====== Texte à lire

Les questions de politique énergétique ne sont pas au cœur de l’élection présidentielle américaine. Muets sur le sujet durant la bataille des primaires, Hillary Clinton et Donald Trump n’en ont pas davantage débattu lors de leurs affrontements télévisés. Pourtant, leurs propositions en la matière sont diamétralement opposées.
Les deux mandats de Barack Obama ont connu une véritable révolution de la politique énergétique américaine. Deux dates la symbolisent : en 2009, les États-Unis sont devenus le premier producteur mondial de gaz naturel, et, en 2014, le premier producteur de pétrole. Même si le pays est encore loin de l’indépendance énergétique (sa production n’assure que 60 % de sa consommation), il a en tout cas progressé en ce sens, grâce à l’exploitation des gaz de schiste et autres pétroles non conventionnels dont son vaste territoire regorge. Mais le bilan des huit années de présidence Obama ne se limite pas à ce boom des hydrocarbures « made in USA ». Convaincu du danger du réchauffement climatique, l’administration Obama a aussi œuvré au développement des énergies renouvelables, à la limitation de l’utilisation du charbon dans les centrales thermiques, ou encore à l’efficacité énergétique, avec à la clé une diminution des émissions nationales de gaz à effet de serre.

============

▶ Exercices à faire:
1. Recopiez sans rien changer le passage du texte sur la politique énergétique américaine qui commence par les mots « Les questions de » et se termine par « sont diamétralement opposées. ».
2. Relevez toutes les personnes nommées dans le texte sur la politique énergétique américaine, en donnant pour chacune son prénom et son nom.

====== Relevé des données

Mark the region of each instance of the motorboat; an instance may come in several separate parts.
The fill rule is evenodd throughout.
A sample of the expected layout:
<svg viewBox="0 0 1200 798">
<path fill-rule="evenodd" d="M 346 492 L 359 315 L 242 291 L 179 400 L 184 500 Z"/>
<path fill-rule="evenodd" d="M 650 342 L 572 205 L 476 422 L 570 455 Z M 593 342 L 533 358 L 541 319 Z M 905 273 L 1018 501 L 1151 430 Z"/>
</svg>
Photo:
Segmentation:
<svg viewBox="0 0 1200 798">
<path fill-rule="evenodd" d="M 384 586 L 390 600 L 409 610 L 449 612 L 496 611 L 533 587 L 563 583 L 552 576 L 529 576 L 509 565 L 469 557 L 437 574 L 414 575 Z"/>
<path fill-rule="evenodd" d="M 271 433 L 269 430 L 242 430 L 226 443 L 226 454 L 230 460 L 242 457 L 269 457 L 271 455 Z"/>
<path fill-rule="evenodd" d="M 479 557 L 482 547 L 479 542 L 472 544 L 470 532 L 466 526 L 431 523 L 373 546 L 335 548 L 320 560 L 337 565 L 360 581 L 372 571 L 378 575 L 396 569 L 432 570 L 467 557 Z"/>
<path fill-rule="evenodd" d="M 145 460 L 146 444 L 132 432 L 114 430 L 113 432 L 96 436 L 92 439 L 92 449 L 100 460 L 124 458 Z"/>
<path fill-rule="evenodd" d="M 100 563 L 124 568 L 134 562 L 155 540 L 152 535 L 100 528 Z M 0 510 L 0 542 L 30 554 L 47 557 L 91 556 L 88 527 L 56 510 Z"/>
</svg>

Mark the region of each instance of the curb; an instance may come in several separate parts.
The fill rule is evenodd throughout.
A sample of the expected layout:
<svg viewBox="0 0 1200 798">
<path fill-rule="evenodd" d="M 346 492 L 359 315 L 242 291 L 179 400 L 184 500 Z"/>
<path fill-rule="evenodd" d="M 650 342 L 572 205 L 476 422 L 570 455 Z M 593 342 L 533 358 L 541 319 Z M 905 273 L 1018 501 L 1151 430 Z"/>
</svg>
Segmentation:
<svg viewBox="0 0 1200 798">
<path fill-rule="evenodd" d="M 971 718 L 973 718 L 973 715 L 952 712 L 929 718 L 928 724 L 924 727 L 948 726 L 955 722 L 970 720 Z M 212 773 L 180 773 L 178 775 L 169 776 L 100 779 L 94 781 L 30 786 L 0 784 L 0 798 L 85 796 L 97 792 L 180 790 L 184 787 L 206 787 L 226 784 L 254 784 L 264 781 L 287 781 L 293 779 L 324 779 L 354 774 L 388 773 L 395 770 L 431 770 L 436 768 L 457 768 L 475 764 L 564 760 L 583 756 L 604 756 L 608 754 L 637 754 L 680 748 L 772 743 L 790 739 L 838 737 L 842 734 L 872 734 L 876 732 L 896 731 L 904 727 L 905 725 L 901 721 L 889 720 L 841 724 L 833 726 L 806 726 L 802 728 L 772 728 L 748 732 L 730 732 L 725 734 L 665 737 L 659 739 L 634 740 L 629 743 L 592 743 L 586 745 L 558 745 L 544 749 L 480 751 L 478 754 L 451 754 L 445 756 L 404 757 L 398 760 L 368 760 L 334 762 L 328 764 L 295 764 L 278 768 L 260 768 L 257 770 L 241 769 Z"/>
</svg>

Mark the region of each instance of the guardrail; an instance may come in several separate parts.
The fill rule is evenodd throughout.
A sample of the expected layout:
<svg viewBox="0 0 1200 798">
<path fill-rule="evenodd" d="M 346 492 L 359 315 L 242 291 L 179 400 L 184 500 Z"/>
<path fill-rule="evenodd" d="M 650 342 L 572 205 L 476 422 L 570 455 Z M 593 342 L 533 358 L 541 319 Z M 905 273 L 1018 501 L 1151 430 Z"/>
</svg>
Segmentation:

============

▶ Réponses attendues:
1.
Les questions de politique énergétique ne sont pas au cœur de l’élection présidentielle américaine. Muets sur le sujet durant la bataille des primaires, Hillary Clinton et Donald Trump n’en ont pas davantage débattu lors de leurs affrontements télévisés. Pourtant, leurs propositions en la matière sont diamétralement opposées.

2. Hillary Clinton, Donald Trump, Barack Obama